Assignment:
Translate this sentence from the Take 6 article below into Spanish: "Alvin Chea's resonant bass thumps and leaps as vocal percussion clips and whooshes."

Text segment:
=== Begin Enclosure ===
PopMatters is moving to WordPress in December. We will continue to publish on this site as we work on the move. We aim to make it a seamless experience for readers.


Jazz Today: Take 6 at 30—Still in Sweet Harmony

From the cover of The Standard (Heads Up International, 2008)

Thirty years after their Grammy-winning debut, and now with their recent release, Iconic, it's clear that Take 6 remain "the baddest vocal cats on the planet".

Take 6

SoNo Recording Group

27 Apr 2018 (US)

The members of Take 6 come down the stairs at New York's Blue Note jazz club in November of 2018, wireless microphones in hand and creating a complete orchestra of funk with their voices as they walk. They're having fun. Alvin Chea's resonant bass thumps and leaps as vocal percussion clips and whooshes. They slide through a narrow aisle, brushing the backs of fans sitting at tables as they smile and then ease up onto a stage set with six stools and, almost an afterthought, a couple of keyboards and guitars. The bracing harmonies of the group's several tenors ring with jazz tension, sounding like a horn section for Earth, Wind and Fire or, well, the Count Basie band.

Once they're in place, the six gentlemen singers—just barely out of college when they won their first three Grammys in 1988—settle in and begin a Beatles song, Paul McCartney's "Got to Get You into My Life". As it appeared on Revolver in 1966, the tune was a nod to the Motown or Stax sound, with a closely recorded horn section blasting the tune's signature lick. You probably know the song too well, The Beatles' version, so the last thing you may want is a cover version of a tune that's now over 50 years old. But it's what these singers do to the old song that grabs you. The horn lick is there, sure, clear and true, and McCartney's divine melody, but the guts of song have been filled with a magic that only Take 6 can bring: luminous extended harmonies that light up a song with a combination of jazz stratosphere and gospel earth.


Thirty years earlier, back when the debut Take 6 was released, you were in a small auditorium at the Smithsonian in Washington, D.C., waiting to hear an a cappella group that was supposed to be like no other—not some bop-do-wop bunch of college boys singing "Blue Moon", but a group that was bringing Ray Charles-level originality to the format. The place was only partly full as the curtain opened to reveal six slim guys with their backs to the audience. "Ba-doom boom-boom" was repeated with rubbery swing and accompanied by finger snaps as the first song started. "Get away Jordan" was sung cooly over subtly harmonized "ooooh"s, followed by a chorus in tight gospel harmony over a walking bass. The singers, however, still had their backs to you, even as they spun scintillating "bop!"s and slippery parallel harmonies climbing up toward their falsettos. More than two minutes into the performance, you're still look at their backs, swaying, arms choreographed out to their sides a bit, and you're thinking ...? Then the music starts to wind into greater complexity, the lines spinning and the tension rising in the harmony as the six voices glide up to an explosion: "GET BACK JORRRRR-DAN!" is sung like an upper octave jazz trumpet section. At that moment all six guys spin around to face the audience at once and the whole room exhales.
=== End Enclosure ===
Extracted records:
=== Begin Enclosure ===
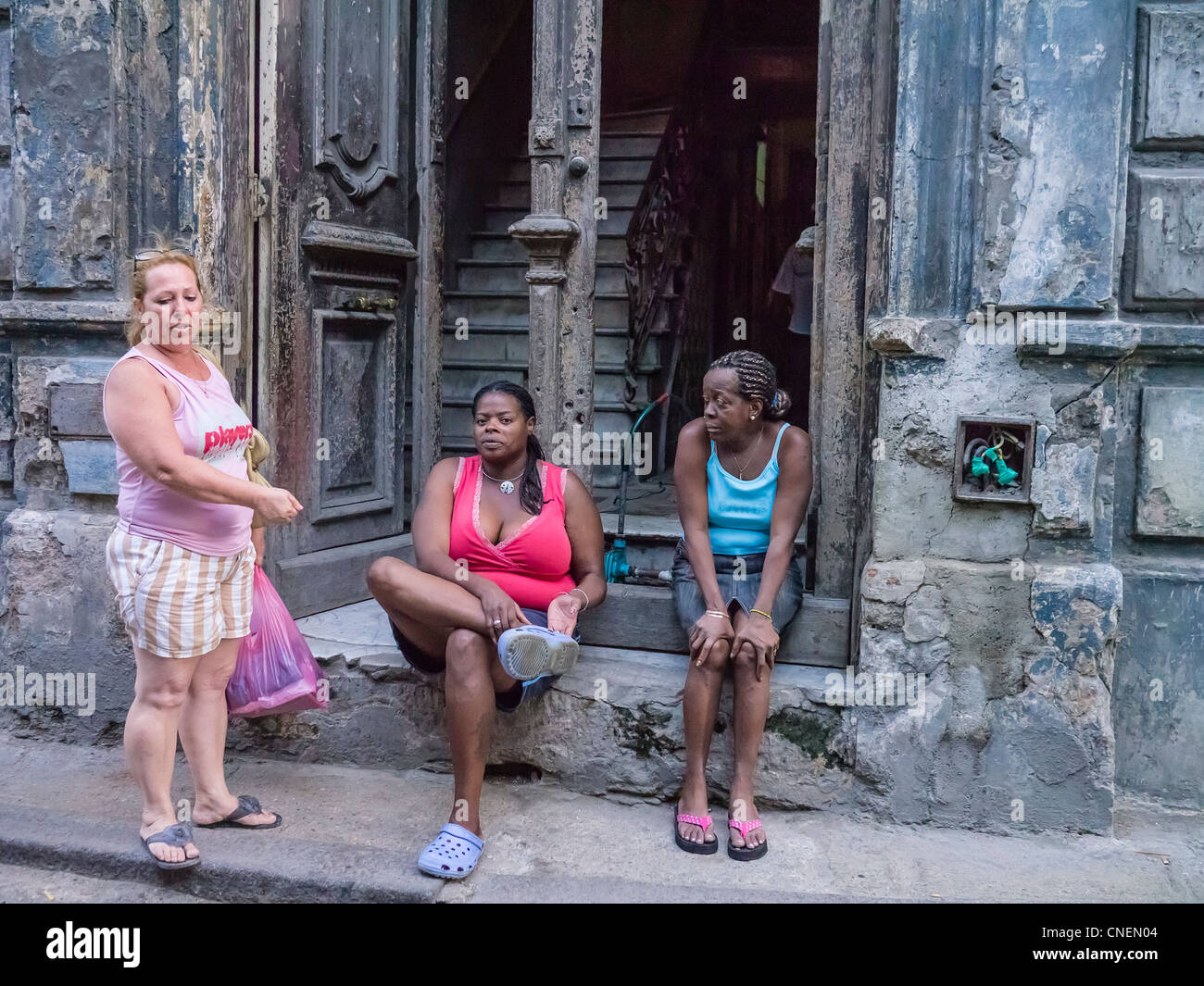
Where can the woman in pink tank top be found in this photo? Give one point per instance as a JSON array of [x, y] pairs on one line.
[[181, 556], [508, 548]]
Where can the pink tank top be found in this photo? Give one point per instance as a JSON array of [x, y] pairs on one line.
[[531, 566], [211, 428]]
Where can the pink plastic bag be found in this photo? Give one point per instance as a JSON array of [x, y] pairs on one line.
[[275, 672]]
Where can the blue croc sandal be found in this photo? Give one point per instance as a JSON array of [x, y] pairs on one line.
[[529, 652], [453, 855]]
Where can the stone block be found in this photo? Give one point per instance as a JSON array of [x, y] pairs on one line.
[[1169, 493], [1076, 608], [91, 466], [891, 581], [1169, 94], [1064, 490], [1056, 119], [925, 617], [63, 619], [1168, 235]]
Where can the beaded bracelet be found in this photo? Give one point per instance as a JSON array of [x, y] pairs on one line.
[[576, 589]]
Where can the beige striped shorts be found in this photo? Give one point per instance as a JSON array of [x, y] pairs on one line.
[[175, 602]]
=== End Enclosure ===
=== Begin Enclosure ===
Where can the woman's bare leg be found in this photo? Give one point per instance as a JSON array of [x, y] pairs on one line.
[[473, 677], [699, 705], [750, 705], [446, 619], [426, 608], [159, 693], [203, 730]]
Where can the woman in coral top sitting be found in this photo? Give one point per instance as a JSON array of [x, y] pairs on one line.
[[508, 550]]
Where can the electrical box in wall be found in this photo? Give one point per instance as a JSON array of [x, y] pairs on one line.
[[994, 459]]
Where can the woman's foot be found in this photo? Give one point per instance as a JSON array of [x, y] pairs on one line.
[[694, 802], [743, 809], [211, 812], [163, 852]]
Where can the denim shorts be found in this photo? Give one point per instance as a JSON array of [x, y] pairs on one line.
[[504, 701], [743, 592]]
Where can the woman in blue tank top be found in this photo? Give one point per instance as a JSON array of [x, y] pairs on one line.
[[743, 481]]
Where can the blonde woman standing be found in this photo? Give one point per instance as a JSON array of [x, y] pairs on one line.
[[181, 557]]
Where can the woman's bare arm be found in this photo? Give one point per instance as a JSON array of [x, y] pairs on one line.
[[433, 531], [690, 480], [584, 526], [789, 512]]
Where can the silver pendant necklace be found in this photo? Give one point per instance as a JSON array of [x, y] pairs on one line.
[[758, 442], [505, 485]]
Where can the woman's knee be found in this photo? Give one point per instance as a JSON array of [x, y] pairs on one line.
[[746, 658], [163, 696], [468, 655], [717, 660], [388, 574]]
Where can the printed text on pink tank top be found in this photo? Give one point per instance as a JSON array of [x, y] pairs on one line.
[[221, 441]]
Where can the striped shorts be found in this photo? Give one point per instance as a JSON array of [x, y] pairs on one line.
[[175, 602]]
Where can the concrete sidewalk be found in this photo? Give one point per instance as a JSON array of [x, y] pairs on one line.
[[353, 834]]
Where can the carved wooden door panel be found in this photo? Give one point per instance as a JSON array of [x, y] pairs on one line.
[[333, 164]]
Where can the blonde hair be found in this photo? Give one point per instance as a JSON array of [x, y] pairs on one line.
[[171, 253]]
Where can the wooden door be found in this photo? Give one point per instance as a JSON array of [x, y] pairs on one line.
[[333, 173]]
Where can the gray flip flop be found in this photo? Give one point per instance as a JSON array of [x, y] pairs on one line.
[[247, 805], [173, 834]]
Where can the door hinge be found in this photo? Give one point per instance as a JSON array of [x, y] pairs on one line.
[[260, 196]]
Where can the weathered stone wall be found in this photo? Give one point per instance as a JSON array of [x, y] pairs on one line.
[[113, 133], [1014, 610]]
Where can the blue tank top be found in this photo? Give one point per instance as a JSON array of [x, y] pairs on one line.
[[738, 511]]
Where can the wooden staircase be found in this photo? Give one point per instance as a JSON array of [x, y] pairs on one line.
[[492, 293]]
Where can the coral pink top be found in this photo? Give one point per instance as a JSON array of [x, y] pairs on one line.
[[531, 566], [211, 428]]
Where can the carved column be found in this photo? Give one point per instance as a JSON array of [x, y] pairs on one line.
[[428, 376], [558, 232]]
=== End Enclosure ===
The answer:
El resonante bajo de Alvin Chea retumba y brinca mientras la percusión vocal chasquea y zumba.